* Énoncé
Répondez à ces questions d'après le discours du pape François reproduit ci-dessous.
1. À quelle date et dans quelle salle ce discours a-t-il été prononcé ?
2. À qui revient la tâche de remettre le discours préparé en castillan ?
3. Quels sont les trois mots que le pape propose à son auditoire ?

* Texte du document
►

DISCOURS DU PAPE FRANÇOIS
AUX PARTICIPANTS AU CHAPITRE GÉNÉRAL
DES MISSIONNAIRES FILS DU CŒUR IMMACULÉ DE MARIE (CLARÉTIENS)*
Salle du Consistoire
Vendredi 11 septembre 2015
Bonjour et merci beaucoup!
J’ai préparé un discours en castillan, que Mgr Ganswein vous remettra. Mais je préfère dire ce qui me vient à l’esprit, étant donné que c’est en castillan.
J’ai eu une mauvaise pensée quand le Général a parlé: il a dit que quand il a lu Evangelii Gaudium, il a éprouvé une grande joie, je l’ai imaginé à la librairie de Buenos Aires, qui méditait tous les livres... On rencontre des clarétiens partout. Et je dois reconnaître que dans le domaine de la théologie — l’ancien général était un théologien de la vie religieuse, du droit canonique — vous êtes vraiment parmi les meilleurs canonistes que nous ayons à Rome. Un travail silencieux, saint... il passa toute sa vie dans la Congrégation religieuse: il a donné un exemple de vie, dans la missionnarité.
Je voudrais dire trois mots, en pensant à ceux que je connais... Dieu m’a béni en me donnant pour ami certains d’entre vous.
Je vous dirais trois mots qui peuvent vous servir: adorer, marcher et accompagner.

◄

* Données brutes
►

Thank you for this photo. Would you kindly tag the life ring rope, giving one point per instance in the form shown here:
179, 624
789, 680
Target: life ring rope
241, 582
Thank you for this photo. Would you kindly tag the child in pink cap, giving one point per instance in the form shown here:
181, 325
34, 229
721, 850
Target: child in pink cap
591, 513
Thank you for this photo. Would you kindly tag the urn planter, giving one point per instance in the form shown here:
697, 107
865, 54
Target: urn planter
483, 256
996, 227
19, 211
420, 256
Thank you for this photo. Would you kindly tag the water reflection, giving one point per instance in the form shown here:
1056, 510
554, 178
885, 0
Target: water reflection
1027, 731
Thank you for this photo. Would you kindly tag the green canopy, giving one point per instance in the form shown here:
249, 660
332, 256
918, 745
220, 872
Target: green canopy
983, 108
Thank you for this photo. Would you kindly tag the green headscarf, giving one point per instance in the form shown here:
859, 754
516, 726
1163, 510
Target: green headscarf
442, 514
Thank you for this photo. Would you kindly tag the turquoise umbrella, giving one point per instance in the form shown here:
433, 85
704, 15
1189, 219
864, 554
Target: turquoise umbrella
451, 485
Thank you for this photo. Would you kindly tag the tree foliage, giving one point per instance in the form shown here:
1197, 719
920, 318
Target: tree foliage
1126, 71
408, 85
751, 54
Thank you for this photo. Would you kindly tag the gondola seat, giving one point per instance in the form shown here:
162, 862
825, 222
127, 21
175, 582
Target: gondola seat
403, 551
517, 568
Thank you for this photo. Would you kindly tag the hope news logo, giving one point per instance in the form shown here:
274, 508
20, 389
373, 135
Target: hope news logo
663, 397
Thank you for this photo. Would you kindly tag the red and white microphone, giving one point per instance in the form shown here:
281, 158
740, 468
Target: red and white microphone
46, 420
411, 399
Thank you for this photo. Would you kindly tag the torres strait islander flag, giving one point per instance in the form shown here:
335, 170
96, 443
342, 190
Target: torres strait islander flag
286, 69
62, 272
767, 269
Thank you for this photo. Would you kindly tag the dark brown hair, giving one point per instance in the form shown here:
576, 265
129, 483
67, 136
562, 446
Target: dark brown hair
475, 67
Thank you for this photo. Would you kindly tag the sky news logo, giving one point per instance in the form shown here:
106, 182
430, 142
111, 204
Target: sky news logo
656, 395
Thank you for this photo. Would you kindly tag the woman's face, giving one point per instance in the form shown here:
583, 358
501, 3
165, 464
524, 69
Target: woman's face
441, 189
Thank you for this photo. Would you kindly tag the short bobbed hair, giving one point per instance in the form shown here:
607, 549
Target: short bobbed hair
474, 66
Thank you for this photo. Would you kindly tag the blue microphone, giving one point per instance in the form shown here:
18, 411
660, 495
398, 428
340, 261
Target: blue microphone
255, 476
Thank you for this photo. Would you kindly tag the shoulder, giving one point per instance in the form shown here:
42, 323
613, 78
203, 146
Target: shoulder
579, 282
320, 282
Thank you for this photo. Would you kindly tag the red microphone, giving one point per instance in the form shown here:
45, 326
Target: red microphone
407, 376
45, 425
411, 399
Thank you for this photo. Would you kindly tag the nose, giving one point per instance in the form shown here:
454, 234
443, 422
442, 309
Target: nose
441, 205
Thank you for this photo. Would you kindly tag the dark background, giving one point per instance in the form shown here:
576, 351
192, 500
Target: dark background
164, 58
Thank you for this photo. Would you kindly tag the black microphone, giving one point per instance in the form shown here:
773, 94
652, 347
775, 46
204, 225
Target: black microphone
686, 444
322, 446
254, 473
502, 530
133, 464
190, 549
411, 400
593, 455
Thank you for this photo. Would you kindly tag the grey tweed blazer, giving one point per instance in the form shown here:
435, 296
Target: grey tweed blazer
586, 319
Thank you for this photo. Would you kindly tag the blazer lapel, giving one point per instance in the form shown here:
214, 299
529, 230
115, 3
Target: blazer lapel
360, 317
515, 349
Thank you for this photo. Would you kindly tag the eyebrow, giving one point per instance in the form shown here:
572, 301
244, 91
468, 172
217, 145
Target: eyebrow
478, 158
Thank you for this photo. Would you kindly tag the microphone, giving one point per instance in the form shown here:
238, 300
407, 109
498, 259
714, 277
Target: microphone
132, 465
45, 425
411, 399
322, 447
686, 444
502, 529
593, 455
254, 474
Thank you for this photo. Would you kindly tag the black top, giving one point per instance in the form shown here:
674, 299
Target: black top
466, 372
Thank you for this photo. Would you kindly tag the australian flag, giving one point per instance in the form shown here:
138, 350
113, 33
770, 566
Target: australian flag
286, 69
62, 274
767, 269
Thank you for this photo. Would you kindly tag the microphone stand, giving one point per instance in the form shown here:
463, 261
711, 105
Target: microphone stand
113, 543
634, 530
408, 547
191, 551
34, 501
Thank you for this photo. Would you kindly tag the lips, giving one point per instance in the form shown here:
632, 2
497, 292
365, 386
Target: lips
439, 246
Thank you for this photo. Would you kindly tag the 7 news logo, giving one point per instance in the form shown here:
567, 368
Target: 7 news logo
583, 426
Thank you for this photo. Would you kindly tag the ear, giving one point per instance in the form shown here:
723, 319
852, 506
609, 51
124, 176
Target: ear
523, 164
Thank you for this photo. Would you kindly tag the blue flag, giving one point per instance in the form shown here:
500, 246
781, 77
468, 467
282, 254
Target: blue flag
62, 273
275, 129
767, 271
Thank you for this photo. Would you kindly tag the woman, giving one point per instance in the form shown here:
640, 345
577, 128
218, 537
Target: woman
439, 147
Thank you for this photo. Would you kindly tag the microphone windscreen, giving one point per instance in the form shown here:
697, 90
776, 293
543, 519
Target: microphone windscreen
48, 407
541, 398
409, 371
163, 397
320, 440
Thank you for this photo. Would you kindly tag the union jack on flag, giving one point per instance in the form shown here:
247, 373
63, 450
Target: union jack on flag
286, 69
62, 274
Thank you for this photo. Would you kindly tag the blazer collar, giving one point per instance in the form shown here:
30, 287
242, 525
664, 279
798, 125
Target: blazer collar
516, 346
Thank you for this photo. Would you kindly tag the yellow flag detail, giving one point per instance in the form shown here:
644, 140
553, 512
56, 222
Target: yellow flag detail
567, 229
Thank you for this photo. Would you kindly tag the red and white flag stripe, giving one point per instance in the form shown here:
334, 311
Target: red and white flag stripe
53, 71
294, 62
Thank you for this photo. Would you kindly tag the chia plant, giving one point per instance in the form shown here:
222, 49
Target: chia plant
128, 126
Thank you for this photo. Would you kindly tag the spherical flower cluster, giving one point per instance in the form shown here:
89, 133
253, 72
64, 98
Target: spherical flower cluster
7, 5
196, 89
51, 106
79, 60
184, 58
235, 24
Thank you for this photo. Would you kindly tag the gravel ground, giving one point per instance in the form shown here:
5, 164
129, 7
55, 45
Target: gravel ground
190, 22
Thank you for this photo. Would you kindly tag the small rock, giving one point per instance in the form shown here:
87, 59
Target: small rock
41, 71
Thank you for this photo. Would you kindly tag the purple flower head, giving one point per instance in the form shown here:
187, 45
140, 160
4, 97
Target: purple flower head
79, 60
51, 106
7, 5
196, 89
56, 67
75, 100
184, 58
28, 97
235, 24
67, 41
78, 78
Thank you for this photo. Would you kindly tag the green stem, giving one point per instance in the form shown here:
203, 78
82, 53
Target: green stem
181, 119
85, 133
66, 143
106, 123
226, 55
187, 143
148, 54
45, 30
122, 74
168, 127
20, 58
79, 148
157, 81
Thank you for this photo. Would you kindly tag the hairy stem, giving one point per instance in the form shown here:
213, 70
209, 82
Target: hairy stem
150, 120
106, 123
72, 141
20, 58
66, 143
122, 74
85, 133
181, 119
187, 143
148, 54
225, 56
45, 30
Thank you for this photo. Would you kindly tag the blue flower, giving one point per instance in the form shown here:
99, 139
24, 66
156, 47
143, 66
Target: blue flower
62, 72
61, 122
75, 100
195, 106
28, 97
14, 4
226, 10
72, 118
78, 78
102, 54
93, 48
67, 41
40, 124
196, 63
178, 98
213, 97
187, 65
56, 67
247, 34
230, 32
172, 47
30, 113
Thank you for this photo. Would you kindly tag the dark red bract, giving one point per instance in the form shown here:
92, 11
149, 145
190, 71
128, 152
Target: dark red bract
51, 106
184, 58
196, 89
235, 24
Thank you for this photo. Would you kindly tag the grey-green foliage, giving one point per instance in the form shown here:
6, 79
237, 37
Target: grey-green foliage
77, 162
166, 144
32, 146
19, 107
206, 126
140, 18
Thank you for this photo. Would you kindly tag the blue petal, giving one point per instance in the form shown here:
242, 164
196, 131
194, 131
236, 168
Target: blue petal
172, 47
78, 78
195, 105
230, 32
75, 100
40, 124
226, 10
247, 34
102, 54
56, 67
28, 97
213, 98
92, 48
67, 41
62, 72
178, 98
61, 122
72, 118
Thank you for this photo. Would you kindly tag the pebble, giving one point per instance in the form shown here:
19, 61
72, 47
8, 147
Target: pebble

◄

* Corrigé
1. Le vendredi 11 septembre 2015, dans la Salle du Consistoire.
2. À Mgr Ganswein.
3. Adorer, marcher et accompagner.